╭─ Teks yang ditampilkan

Gambar: https://bloomp.net
Dewasa ini, toleransi
merupakan sesuatu yang sangat berharga dan lantas kemudian menjadi mahal.
Bagaimana tidak, di saat situasi ketegangan entah itu faktor politik, budaya,
agama dan lainnya, toleransi menjadi sangat penting adanya. Toleransi akan
menciptakan kedamaian bagi siapa saja yang menjalankannya. Namun, acapkali
toleransi hanya sekadar istilah yang kita ketahui tanpa aktualisasinya. Memang
demikian adanya, karena tidak semua orang bisa menjalankan gagasan tersebut.
Ada beberapa faktor yang
kemudian toleransi berada dalam harga yang mahal dalam artian toleransi berada
pada level atas yang mungkin hanya dapat dijalankan oleh sebagian orang. Robert
Setio, PhD mengatakan dalam acara simposium dan peluncuran buku tentang “Costly
Tolerance” bahwa terdapat beberapafaktor yang menjadikan toleransi mahal
adalah; pertama, ketika mayoritas memosisikan minoritas sama dengan yang
mayoritas. Kedua, ketika yang moderat dapat bersikap toleran kepada yang
radikal.
Untuk faktor yang pertama
misalnya, di negara kita, umat Islam menjadi mayoritas, ketika umat Islam
memosisikan minoritas, sebutlah Umat Kristiani, Hindu, Budha dan yang lainnya
sama dengan Umat Islam, maka mereka yang telah menjalankannya berada dalam
toleransi yang mahal dalam artian pada level atas. Kemudian untuk faktor kedua
misalnya, seorang muslim yang sudah jelas dalam kesehariannya selalu
berperilaku moderat kemudian ketika ia dihadapkan dengan seorang muslim yang
radikal, ia tetap bersikap moderat, maka ia telah berada pada toleransi yang
mahal. Begitulah yang dikatakan oleh Robert Setio, PhD tentang faktor yang
menjadikan toleransi mahal.
Sikap intoleransi
merupakan sikap yang harus kita lawan bersama. Terlebih yang menjadi sangat
sensitif adalah intoleransi antar pemeluk agama. Adanya sikap tersebut karena
beberapa faktor yang kemudian menjadikan timbul ke permukaan kehidupan. Seorang
pakar tafsir al-Qur’an di Indonesia, Dr. Sahiron Syamsudin mengatakan bahwa
salah satu faktor yang menyebabkan timbulnya intoleransi adalah karena Truth
Claim (Klaim Kebenaran). Mengklaim paling benar diantara yang lainnya. Hal
ini kemudian yang memicu adanya percikan pergesekan di antara pemeluk beragama.

╰─
╭─ Entri yang tercantum

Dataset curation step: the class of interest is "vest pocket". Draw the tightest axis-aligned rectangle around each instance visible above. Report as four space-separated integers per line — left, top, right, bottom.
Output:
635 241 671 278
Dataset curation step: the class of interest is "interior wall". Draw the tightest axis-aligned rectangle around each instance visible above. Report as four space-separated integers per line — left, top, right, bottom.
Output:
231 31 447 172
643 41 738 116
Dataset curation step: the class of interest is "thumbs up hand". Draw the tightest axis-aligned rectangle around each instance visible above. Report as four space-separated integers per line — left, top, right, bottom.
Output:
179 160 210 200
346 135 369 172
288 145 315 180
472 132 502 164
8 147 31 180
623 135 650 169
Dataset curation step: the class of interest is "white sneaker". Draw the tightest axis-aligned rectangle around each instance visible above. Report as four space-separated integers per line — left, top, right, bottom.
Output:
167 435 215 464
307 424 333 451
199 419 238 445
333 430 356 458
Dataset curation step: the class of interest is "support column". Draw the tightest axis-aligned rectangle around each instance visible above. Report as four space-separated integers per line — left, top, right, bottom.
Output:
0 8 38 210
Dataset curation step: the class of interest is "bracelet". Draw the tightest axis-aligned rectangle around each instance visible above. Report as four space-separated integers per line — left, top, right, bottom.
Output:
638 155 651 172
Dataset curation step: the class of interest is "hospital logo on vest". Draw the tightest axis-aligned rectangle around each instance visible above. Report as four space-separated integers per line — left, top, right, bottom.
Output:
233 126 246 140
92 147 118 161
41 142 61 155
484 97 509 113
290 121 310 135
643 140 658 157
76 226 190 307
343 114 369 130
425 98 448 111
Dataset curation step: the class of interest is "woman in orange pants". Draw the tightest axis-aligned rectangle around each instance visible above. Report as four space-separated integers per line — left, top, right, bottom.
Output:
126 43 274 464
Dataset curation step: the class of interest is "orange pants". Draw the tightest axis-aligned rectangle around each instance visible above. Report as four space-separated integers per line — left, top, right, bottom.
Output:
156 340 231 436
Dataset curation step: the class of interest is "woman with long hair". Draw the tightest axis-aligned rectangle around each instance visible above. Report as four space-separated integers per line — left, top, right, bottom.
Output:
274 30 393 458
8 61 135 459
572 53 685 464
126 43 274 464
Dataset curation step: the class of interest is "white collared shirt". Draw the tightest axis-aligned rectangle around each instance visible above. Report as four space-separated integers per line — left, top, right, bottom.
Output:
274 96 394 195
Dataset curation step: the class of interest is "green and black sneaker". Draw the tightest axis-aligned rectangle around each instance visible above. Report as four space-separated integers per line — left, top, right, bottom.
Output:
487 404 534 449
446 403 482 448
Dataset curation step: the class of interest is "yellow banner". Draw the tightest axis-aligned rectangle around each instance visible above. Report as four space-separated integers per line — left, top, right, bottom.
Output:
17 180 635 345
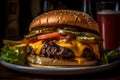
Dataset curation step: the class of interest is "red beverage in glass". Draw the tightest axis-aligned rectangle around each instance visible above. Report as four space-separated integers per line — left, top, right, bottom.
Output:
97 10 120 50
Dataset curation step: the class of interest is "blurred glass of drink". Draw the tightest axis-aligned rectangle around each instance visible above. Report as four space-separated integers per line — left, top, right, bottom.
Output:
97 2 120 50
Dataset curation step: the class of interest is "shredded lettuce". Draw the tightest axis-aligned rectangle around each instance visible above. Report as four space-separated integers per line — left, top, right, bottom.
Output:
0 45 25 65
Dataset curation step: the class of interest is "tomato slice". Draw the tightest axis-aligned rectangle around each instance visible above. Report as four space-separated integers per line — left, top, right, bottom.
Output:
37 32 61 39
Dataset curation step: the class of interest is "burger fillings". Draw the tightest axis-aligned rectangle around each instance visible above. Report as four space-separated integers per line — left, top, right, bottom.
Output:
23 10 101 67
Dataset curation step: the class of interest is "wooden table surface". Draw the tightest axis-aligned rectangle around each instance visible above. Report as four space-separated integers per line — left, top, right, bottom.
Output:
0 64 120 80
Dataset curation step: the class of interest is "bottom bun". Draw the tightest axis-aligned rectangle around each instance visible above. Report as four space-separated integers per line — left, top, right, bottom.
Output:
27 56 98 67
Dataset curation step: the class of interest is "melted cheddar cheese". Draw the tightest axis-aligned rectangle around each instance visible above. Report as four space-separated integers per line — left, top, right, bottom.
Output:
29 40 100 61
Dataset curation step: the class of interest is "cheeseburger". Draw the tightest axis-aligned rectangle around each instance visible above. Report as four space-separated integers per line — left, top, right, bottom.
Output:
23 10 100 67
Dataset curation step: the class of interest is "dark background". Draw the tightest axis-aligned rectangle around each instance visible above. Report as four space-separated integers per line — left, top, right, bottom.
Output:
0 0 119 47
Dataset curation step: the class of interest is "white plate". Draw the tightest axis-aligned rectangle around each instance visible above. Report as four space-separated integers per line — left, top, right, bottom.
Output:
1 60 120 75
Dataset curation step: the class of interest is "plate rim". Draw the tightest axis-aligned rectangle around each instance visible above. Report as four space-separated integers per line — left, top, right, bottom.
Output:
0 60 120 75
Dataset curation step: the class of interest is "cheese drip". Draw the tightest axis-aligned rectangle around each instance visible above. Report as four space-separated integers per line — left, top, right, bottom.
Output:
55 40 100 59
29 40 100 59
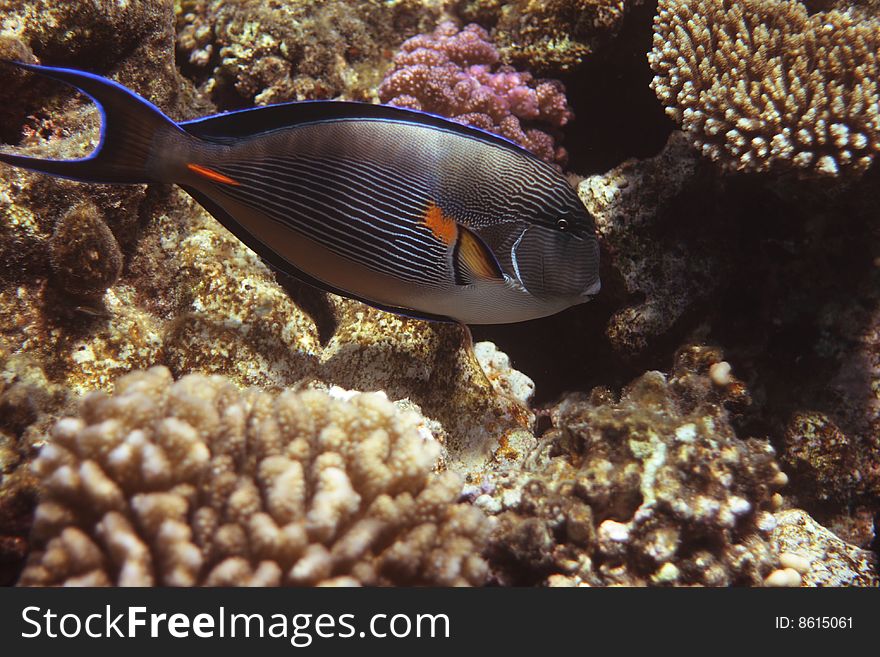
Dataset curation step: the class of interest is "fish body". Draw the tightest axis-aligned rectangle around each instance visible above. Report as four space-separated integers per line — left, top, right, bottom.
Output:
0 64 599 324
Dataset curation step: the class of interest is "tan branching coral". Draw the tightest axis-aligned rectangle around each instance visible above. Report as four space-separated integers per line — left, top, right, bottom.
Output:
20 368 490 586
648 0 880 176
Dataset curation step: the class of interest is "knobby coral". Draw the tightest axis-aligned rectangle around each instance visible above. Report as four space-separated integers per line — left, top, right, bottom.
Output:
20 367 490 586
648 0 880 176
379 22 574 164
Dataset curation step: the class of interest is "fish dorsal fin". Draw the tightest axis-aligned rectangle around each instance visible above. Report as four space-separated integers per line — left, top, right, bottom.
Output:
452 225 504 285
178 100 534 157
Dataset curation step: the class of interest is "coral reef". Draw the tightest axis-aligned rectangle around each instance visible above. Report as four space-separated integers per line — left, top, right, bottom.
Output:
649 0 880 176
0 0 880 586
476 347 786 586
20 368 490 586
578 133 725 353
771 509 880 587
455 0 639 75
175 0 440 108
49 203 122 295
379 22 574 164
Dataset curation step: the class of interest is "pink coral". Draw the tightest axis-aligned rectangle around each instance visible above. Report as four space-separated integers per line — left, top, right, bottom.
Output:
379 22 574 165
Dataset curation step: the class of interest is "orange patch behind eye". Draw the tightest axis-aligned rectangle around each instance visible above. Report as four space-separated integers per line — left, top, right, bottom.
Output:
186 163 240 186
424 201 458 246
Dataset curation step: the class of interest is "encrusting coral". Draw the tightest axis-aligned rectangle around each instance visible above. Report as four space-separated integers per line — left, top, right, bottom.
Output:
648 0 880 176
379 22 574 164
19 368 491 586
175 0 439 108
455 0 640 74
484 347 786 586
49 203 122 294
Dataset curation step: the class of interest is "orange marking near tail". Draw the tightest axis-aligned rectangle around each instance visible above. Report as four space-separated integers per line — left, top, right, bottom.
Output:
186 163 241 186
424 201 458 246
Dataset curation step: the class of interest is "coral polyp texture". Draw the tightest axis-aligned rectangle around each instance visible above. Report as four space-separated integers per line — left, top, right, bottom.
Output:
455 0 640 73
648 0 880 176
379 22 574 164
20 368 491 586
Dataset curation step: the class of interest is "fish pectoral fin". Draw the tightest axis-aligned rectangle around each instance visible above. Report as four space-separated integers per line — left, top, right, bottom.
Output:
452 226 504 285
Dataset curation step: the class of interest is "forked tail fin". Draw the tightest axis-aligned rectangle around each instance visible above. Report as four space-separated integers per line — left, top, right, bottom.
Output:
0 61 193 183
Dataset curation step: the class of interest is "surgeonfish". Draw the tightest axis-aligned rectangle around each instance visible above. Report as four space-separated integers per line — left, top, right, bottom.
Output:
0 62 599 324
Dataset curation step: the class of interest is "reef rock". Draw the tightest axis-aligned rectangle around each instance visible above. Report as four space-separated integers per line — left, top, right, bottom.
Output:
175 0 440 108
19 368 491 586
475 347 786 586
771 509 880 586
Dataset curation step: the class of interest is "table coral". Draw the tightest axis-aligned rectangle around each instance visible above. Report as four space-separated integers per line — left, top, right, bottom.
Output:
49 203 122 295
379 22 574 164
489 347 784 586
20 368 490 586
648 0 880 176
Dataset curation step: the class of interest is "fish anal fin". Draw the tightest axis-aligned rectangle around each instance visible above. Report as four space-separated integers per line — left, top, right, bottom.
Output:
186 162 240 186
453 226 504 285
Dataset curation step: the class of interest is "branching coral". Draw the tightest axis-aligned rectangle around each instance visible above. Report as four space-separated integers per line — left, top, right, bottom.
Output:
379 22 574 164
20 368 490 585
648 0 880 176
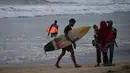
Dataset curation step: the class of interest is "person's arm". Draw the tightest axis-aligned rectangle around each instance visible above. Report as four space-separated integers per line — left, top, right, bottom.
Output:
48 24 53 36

╰─

§ **Instruksi yang diberikan A**: Dalam teks tentang toleransi, faktor apa yang menurut Dr. Sahiron Syamsudin menyebabkan timbulnya intoleransi, dan mengapa faktor itu berdampak? Jawab dalam satu sampai tiga kalimat.
§ **Instruksi yang diberikan B**: Lanjutkan teks tentang toleransi, dimulai sesudah kalimat terakhirnya.
Daftar tersebut merupakan bahan tersendiri yang terpisah dari teks.

§ **Jawaban yang diharapkan A**: Menurut Dr. Sahiron Syamsudin, salah satu penyebab intoleransi adalah Truth Claim (Klaim Kebenaran), yakni sikap mengklaim diri paling benar di antara yang lain. Sikap inilah yang memicu percikan pergesekan di antara pemeluk agama.

§ **Jawaban yang diharapkan B**:
Ia lantas memberikan
contoh dengan penafsiran salah satu ayat al-Qur’an yaitu surat al-Baqarah ayat
111-113. Ia menafsirkan dengan metide Ma’na-Cum-Maghza, yaitu dengan
melihat makna asli dari suatu ayatnya, kemudian melihat historisitasnya, dan
menarik signifikansinya ke kondisi sekarang. Ia sebut metode-nya hampir mirip
dengan metode Double Movement- Nya Fazlur Rahman atau Contextualist-nya
Abdullah Saeed.
Hanya saja perbedaan metode Fazlur Rahman dan
Abdullah Saed lebih fokus kepada ayat-ayat hukum tetapi metodenya lebih umum
tidak terikat pada ayat hukum saja. Inti dari penafsiran ayat 111-113 surat
al-Baqarah ditekankan pada keselamatan bagi siapa saja yang menyerahkan diri
kepada Tuhannya dan berbuat baik. Lebih jauh Baca Buku Costly Tolerance
editor Suhadi 2018 terbitan CRCS UGM
halaman 67. Agar pemahannya lebih komperehensif.
Akhirnya, untuk
mendapatkan sebuah toleransi yang mahal butuh pengorbanan dan perjuangan. Serta
untuk menghindari sikap intoleransi, jauhkan diri kita dari sikap Truth
Claim ketika dihadapkan dengan perbedaan pendapat. Dalam hal apapun
perbedaannya, berikanlah ruang untuk menerima di sisi lainnya yang akan
menimbulkan kesamaan untuk kemudian kita dapat bersikap toleransi kepada
siapapun. Toleransi itu mahal. Wallahu'alam..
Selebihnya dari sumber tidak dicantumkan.